Document –

-=-=-

4. The electoral college. I am so over this vestige of our agrarian past. Battleground states? Pshaw. Every voter should have a battleground vote.

Candidates for national office should conduct national campaigns. They should make their case for the presidency directly to the people of all 50 states, not 12.

Every vote should matter and count the same. Whoever gets the most votes should win. Isn't that the definition of an election?

5. "President" Bush. Neither I nor the country or world is close to over the massive hemorrhage of statesmanship that has been the Bush II presidency. Nor am I over the fact that every day this idiot remains in the White House is an affront to all Americans regardless of their political views. But him personally? Over him. Next.

6. The endless election season. If only it were just a season. It's been dragging on for what feels like eleven years. Over it. Can we have the election tomorrow?

We've known the names of both presumptive nominees for a month now. With their radically divergent worldviews, the average thinking adult should have little trouble deciding between them. Anyone still undecided should wake up, open a newspaper and make up their mind.

-=-=-

Written exercise 1 –
Name each numbered topic in the excerpt, with its number.
Written exercise 2 –
Reproduce the excerpt word for word from "Every vote should" to "Over him. Next.".
Written exercise 3 –
Answer these questions using the excerpt:
(a) To how many states should candidates make their case for the presidency?
(b) How long have the names of both presumptive nominees been known?
(c) About how long does the election season feel like it has been dragging on?

Data block –
-=-=-

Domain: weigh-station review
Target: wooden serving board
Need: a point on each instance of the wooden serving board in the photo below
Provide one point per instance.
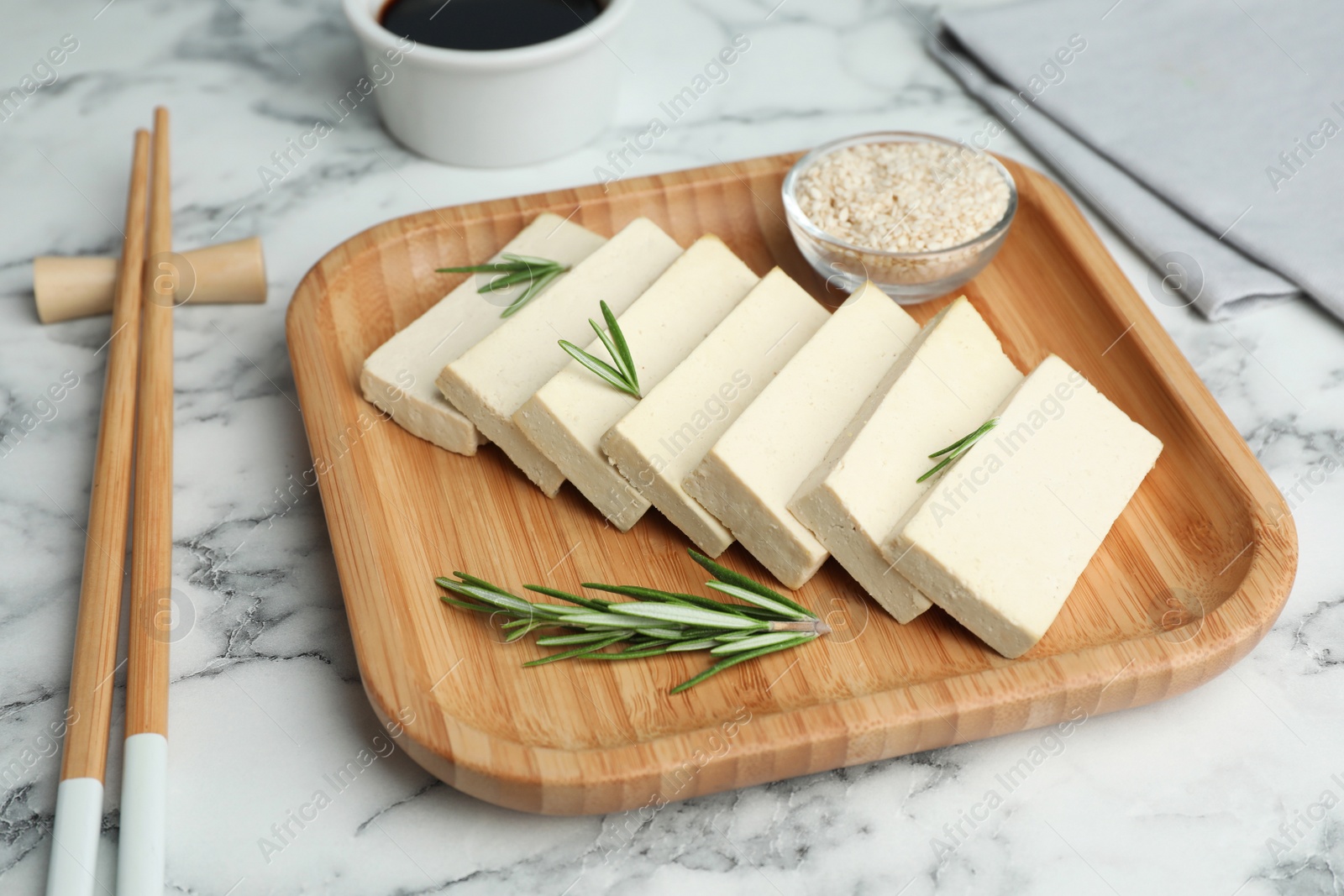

-=-=-

Correct output 1 –
4. The electoral college
5. "President" Bush
6. The endless election season

Correct output 2 –
Every vote should matter and count the same. Whoever gets the most votes should win. Isn't that the definition of an election?

5. "President" Bush. Neither I nor the country or world is close to over the massive hemorrhage of statesmanship that has been the Bush II presidency. Nor am I over the fact that every day this idiot remains in the White House is an affront to all Americans regardless of their political views. But him personally? Over him. Next.

Correct output 3 –
(a) All 50 states
(b) A month
(c) Eleven years